### Assigned task
All lines from the one containing "body: indicate the rear tire, a" through the end of the data below must be reproduced exactly, and no others.

### Information given
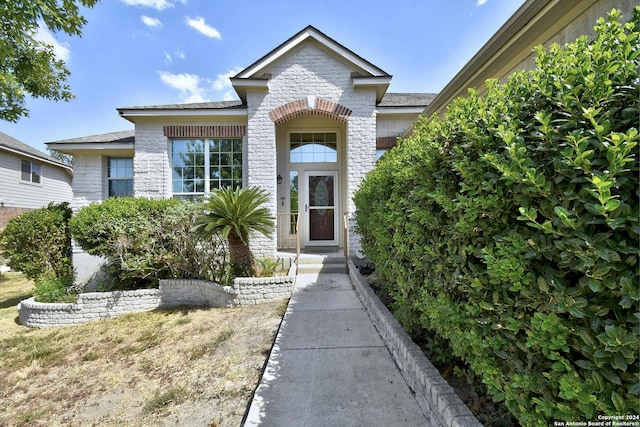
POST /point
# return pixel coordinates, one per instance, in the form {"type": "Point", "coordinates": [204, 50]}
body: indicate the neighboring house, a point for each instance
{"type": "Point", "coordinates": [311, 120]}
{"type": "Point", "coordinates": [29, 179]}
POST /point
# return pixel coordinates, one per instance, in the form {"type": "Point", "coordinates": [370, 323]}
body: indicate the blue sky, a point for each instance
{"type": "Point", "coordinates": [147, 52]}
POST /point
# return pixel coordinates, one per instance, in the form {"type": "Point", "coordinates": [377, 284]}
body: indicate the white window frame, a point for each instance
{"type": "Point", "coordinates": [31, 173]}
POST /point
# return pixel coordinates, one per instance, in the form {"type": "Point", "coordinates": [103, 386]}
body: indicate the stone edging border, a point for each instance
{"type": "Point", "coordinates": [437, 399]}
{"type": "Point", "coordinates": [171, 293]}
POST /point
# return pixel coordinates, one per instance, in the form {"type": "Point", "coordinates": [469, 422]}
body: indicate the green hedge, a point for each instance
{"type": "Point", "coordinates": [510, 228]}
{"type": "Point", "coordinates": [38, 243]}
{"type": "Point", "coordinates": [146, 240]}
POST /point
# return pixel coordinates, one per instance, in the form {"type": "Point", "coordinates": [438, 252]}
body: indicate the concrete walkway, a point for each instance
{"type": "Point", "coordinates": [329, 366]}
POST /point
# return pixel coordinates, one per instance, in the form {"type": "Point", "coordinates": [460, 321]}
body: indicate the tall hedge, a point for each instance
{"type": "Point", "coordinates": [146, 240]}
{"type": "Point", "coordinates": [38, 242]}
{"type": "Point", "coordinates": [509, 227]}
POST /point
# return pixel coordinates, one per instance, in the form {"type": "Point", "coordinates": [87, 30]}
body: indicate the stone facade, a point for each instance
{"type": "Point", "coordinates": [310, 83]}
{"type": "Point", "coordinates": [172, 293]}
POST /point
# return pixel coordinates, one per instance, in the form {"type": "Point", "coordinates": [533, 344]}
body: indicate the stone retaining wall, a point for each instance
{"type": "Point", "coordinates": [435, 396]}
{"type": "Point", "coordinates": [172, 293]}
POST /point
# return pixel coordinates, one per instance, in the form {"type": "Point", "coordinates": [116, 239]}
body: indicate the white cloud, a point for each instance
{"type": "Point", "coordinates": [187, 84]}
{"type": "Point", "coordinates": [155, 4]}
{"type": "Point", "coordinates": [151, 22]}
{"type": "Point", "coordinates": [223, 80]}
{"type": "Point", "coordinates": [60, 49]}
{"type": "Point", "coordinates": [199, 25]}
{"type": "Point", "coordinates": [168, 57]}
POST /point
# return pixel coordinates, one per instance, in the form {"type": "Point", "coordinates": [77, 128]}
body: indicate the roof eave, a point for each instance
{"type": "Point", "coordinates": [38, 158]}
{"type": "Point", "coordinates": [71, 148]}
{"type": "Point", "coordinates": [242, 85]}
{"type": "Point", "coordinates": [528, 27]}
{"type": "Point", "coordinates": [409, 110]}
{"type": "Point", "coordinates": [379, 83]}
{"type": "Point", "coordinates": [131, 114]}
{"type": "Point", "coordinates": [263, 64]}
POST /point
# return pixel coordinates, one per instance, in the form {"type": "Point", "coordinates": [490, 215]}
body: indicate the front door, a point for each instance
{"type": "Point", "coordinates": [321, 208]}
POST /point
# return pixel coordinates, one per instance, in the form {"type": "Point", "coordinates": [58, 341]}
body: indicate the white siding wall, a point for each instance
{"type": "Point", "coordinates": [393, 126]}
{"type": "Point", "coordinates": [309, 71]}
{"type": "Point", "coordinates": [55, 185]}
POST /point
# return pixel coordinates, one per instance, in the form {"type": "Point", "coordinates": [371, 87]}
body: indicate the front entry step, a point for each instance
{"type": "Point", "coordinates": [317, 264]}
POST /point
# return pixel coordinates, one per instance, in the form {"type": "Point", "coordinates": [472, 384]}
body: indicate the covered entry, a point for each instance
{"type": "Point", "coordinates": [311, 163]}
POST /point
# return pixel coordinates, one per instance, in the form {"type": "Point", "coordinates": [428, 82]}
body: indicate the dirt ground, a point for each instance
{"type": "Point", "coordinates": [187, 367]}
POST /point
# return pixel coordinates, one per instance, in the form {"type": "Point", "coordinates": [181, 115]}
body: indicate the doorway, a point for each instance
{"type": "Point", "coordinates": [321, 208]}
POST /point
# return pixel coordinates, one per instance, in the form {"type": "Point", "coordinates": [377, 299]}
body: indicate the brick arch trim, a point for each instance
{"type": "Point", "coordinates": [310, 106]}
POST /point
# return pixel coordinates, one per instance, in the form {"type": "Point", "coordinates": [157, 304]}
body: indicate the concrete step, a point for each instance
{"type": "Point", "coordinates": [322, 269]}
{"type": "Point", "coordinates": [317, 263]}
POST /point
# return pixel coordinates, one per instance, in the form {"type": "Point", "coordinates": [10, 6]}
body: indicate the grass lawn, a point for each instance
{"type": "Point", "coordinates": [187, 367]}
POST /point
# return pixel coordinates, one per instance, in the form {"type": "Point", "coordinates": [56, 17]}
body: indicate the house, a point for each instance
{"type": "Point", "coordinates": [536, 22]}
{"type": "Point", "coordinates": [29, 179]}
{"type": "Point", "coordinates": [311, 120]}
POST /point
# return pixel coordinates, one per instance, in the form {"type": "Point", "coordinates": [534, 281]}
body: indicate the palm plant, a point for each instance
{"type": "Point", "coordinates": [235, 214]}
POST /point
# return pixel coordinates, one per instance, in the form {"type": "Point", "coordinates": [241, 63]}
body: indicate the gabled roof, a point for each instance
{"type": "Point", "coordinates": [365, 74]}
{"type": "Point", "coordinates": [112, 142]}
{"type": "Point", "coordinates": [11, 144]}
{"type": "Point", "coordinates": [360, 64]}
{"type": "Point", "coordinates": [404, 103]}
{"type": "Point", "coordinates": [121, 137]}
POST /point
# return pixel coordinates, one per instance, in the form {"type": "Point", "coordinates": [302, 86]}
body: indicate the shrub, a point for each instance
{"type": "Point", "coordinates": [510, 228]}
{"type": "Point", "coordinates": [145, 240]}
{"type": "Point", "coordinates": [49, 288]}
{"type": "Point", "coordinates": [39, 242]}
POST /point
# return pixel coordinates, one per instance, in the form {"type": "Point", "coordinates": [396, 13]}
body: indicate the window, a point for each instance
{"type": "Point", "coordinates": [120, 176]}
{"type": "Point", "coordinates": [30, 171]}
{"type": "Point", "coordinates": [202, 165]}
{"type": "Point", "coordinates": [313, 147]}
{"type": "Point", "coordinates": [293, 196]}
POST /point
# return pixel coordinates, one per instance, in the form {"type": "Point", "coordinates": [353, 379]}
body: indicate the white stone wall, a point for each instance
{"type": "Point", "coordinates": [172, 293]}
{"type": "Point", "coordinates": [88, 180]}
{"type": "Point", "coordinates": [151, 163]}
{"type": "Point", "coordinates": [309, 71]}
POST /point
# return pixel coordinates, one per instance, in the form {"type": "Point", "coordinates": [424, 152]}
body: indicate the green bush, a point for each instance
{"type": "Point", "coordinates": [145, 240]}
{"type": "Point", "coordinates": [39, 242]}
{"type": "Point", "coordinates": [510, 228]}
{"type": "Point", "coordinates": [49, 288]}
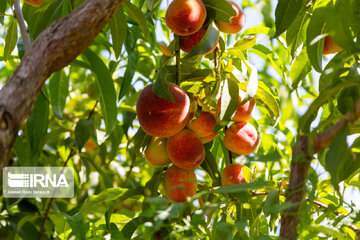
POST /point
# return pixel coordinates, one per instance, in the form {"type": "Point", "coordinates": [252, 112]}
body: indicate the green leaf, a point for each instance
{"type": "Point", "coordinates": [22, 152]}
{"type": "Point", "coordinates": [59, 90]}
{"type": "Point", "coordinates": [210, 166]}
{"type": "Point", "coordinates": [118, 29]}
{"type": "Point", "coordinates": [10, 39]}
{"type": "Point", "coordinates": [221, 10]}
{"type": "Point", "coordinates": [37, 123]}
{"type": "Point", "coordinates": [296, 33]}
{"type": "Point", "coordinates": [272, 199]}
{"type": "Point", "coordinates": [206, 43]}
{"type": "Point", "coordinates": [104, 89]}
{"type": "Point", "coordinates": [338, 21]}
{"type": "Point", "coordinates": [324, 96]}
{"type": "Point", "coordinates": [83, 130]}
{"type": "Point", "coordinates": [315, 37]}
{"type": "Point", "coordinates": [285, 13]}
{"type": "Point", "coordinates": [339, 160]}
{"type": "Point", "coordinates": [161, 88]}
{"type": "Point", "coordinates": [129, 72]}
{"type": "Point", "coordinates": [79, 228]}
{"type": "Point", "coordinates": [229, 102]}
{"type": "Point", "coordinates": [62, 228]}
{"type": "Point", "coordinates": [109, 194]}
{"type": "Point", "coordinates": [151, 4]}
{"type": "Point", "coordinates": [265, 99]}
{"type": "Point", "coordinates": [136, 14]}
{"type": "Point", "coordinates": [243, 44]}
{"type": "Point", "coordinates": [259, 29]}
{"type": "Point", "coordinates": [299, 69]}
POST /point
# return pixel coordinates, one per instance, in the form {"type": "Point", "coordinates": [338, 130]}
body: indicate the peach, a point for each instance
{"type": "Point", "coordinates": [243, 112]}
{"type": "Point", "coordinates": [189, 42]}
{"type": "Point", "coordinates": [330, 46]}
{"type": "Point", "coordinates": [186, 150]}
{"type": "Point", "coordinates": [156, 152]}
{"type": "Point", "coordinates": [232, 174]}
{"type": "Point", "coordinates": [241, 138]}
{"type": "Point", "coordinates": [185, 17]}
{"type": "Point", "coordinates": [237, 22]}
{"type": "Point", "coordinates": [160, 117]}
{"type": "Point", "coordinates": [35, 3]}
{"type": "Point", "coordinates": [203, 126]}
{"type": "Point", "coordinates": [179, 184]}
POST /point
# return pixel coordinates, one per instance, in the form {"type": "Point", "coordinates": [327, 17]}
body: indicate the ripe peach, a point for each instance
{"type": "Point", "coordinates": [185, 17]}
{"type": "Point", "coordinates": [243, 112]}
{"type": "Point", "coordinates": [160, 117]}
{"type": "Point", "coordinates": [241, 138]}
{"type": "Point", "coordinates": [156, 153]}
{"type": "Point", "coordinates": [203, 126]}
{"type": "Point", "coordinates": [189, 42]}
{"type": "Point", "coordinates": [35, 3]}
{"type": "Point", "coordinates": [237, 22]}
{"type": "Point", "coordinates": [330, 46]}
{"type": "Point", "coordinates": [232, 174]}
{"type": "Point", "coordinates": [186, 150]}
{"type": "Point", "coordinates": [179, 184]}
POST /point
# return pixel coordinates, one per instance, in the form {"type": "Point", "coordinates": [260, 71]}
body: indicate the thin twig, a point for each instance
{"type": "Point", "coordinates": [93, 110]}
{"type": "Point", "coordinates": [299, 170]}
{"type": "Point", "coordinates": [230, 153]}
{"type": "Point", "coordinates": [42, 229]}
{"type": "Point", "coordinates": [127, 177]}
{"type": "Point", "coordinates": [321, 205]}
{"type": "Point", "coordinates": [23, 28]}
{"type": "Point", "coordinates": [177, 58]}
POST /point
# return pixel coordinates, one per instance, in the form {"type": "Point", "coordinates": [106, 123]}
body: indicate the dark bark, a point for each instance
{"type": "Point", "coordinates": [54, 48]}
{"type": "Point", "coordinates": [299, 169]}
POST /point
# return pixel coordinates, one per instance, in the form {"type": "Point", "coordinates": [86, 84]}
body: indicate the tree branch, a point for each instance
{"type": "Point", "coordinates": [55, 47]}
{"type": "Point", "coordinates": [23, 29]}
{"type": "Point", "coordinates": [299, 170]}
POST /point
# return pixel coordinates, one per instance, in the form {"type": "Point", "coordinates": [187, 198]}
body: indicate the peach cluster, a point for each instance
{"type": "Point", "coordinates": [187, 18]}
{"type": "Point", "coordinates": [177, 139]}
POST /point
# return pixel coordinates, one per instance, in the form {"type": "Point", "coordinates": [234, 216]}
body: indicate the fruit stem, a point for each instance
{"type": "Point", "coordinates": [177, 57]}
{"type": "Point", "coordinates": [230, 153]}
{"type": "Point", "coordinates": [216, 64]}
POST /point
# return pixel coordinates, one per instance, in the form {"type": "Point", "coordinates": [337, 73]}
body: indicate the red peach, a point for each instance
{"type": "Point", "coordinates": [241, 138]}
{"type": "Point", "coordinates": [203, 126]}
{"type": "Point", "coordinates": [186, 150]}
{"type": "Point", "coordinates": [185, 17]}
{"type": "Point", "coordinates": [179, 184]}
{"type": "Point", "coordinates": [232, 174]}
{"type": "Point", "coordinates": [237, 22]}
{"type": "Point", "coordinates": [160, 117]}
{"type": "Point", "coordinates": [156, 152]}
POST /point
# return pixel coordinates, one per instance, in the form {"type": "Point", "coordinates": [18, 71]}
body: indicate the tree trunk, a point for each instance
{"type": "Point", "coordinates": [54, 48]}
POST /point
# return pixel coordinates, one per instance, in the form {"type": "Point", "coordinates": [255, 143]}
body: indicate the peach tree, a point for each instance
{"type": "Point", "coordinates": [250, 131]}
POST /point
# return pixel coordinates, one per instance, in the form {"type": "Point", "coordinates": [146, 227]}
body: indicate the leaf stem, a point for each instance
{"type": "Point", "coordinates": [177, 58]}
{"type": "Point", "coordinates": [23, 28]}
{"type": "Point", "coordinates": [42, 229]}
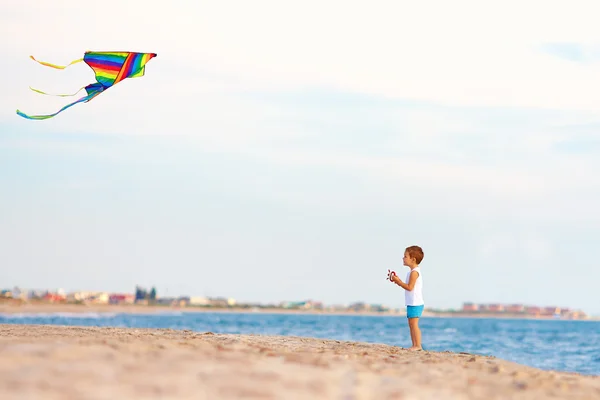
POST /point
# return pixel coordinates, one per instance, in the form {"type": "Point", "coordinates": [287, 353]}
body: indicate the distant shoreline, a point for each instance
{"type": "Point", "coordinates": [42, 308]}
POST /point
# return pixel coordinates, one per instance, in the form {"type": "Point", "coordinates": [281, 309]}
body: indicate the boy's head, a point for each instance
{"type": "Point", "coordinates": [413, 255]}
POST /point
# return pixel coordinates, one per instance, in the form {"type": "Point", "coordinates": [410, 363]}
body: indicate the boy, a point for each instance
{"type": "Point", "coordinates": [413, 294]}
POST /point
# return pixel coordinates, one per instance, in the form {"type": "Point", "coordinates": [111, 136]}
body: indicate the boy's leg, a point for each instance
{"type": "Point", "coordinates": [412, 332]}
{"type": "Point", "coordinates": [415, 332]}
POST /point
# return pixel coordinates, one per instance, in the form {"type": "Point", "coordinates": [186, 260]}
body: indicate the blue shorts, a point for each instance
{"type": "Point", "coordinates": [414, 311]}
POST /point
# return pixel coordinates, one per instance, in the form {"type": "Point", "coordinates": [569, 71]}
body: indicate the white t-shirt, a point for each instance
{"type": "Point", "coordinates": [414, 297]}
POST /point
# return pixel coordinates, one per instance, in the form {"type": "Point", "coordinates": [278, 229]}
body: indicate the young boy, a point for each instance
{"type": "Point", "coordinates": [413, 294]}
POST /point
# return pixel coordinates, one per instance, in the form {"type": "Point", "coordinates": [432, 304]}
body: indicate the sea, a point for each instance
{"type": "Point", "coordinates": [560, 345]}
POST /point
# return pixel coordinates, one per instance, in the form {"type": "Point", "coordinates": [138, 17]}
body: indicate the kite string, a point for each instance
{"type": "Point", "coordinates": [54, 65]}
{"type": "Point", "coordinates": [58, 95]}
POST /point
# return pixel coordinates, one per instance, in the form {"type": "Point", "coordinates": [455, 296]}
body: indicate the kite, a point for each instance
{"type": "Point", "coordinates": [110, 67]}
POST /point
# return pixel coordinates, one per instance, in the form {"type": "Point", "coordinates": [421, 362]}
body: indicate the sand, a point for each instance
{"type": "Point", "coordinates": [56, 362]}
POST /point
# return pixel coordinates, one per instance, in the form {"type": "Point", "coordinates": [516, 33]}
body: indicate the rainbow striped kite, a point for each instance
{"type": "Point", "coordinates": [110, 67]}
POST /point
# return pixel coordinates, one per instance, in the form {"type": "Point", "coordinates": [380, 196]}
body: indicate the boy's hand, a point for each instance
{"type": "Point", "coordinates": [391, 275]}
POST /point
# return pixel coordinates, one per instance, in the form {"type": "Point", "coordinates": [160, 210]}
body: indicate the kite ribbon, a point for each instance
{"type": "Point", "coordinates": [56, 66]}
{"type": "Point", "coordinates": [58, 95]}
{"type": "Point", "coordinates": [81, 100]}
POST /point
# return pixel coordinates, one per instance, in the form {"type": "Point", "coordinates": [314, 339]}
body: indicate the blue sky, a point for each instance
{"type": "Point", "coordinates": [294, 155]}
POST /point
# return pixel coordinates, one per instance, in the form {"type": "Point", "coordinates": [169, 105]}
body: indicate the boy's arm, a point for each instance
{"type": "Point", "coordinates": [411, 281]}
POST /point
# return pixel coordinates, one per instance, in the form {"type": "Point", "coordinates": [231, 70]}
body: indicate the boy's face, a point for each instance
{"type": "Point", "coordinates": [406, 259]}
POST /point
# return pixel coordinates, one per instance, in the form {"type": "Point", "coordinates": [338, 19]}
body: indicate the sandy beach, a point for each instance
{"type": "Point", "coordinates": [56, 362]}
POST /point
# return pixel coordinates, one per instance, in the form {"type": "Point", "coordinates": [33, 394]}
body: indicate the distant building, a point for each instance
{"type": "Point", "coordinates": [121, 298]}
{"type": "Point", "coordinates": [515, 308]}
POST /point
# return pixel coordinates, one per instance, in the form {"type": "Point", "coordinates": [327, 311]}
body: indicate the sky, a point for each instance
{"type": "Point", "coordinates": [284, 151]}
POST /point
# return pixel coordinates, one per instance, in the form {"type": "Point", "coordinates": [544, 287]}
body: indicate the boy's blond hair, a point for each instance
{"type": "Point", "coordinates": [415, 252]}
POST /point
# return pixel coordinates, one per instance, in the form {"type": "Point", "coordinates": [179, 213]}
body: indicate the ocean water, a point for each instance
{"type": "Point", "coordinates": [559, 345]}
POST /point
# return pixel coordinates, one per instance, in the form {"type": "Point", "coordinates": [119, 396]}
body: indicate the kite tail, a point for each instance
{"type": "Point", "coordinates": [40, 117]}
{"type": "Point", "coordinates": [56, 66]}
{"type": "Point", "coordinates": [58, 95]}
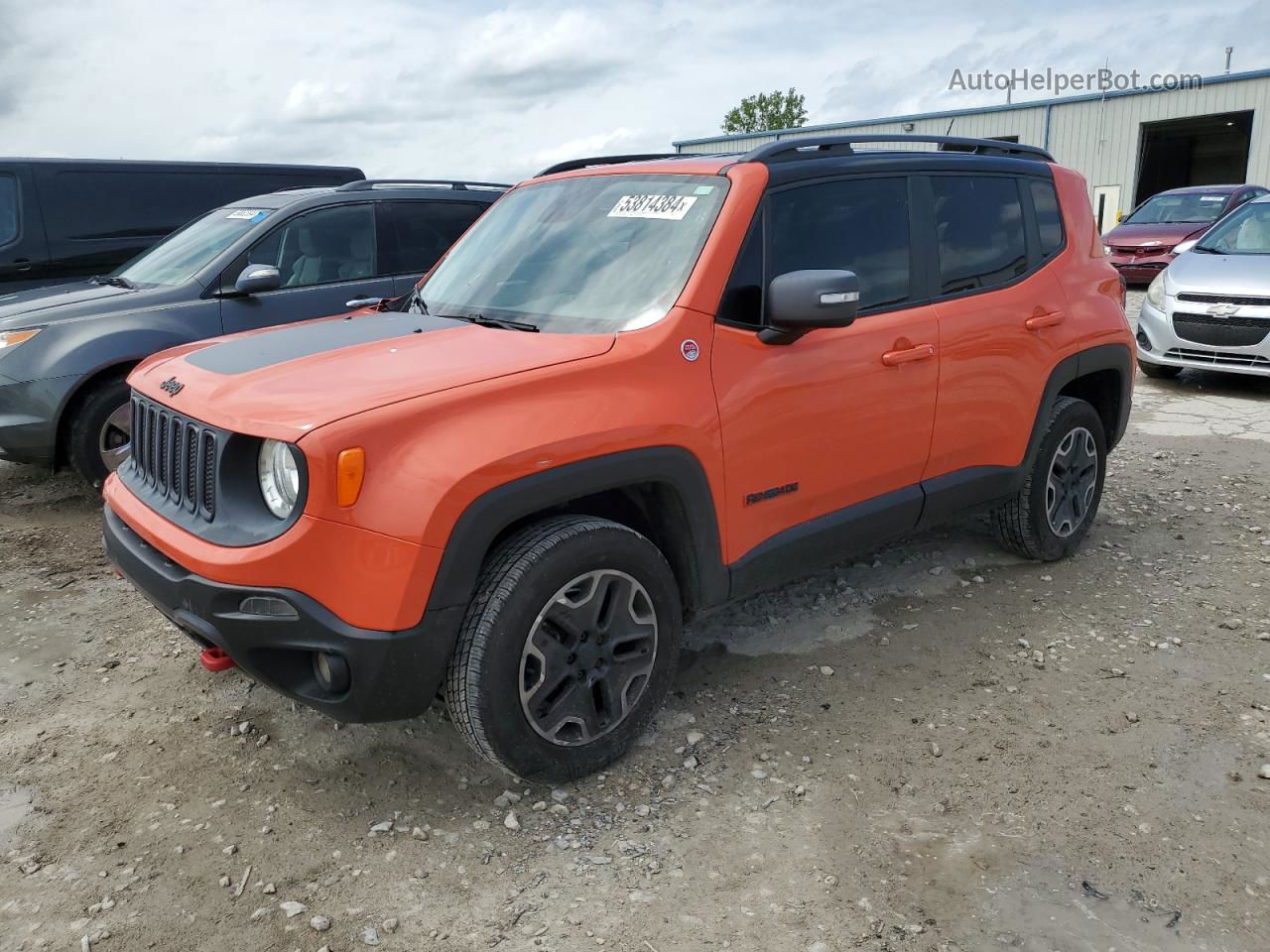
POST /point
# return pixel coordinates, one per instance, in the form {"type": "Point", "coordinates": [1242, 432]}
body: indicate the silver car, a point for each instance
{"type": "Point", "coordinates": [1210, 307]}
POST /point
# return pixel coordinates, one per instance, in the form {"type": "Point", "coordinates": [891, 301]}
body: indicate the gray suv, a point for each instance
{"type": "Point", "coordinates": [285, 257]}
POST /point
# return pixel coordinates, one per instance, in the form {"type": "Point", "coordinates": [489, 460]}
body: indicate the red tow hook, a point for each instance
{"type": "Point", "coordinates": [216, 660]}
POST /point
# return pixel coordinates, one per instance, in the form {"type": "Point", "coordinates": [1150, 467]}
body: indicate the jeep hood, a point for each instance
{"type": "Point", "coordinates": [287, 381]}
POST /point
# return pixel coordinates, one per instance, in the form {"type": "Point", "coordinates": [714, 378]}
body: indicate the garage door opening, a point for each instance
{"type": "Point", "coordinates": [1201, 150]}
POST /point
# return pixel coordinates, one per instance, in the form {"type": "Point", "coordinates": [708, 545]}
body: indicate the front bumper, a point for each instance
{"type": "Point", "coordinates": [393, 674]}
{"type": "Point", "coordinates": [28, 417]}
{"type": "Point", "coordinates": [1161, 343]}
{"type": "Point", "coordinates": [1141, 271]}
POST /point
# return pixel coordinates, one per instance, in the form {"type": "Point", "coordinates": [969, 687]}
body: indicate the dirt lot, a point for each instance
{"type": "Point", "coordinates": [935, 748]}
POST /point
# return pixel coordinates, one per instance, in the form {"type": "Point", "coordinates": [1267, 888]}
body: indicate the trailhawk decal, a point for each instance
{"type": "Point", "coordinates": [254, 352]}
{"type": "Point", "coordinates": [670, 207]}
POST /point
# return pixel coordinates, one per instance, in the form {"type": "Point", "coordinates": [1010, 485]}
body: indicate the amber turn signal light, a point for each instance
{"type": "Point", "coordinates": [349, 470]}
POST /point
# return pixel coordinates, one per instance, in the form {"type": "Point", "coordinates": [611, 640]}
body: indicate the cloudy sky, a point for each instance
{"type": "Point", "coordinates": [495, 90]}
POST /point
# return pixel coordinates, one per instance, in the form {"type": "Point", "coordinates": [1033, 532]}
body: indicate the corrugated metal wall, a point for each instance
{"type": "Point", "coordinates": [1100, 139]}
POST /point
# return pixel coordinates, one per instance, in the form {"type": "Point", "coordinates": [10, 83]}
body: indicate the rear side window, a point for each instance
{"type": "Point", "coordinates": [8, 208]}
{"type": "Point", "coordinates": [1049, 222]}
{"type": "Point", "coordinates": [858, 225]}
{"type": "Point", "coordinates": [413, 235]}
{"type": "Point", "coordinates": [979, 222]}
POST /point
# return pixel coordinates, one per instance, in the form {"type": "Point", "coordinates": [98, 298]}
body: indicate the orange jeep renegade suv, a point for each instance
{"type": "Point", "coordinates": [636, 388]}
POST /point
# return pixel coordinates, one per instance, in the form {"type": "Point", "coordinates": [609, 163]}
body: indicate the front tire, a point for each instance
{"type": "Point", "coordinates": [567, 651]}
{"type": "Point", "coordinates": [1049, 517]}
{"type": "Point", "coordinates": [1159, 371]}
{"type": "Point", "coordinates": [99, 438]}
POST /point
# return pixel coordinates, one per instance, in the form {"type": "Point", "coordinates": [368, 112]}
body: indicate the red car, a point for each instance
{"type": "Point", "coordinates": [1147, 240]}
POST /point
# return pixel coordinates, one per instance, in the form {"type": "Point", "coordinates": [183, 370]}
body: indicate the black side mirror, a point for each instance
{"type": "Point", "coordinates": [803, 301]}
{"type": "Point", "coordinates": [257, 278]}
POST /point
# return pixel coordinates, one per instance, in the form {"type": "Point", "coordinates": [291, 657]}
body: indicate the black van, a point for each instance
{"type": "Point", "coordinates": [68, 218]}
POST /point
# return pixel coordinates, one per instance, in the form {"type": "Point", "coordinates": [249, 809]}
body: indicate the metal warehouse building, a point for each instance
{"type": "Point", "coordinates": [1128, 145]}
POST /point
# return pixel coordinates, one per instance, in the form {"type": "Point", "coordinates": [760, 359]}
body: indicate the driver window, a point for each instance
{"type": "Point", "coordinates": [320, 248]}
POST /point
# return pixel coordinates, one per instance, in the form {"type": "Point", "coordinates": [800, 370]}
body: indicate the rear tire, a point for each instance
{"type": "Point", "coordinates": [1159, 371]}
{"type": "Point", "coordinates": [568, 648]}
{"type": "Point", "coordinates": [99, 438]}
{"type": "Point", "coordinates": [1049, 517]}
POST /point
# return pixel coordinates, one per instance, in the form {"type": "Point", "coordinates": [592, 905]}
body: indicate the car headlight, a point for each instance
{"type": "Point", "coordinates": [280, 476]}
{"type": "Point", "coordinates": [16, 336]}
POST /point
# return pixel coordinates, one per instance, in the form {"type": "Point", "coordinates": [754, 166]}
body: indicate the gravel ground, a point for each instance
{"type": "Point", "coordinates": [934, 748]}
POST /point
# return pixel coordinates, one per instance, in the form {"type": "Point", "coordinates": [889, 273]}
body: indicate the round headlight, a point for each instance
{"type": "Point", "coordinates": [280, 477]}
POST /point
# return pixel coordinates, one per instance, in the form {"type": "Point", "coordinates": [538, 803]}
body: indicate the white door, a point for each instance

### Final answer
body: indicate the rear tire, a point for each instance
{"type": "Point", "coordinates": [1159, 371]}
{"type": "Point", "coordinates": [568, 648]}
{"type": "Point", "coordinates": [99, 438]}
{"type": "Point", "coordinates": [1049, 517]}
POST /point
# return pixel coordinates, one per instance, in the form {"type": "Point", "coordinates": [592, 905]}
body: indicate the car headlight, a point for each instance
{"type": "Point", "coordinates": [280, 476]}
{"type": "Point", "coordinates": [16, 336]}
POST /point
# return pixel coordinates, one per instance, in the form {"type": "Point", "coordinates": [754, 166]}
body: indicate the gravel ground, a point for each instance
{"type": "Point", "coordinates": [934, 748]}
POST /point
# return pixel coordinates, one per instance, in the form {"type": "Point", "coordinates": [889, 273]}
body: indicate the round headlight, a point for each instance
{"type": "Point", "coordinates": [280, 477]}
POST /point
# return pixel coordinates, one per instance, in the form {"type": "Point", "coordinates": [538, 803]}
body: indicate the white door, a point for each instance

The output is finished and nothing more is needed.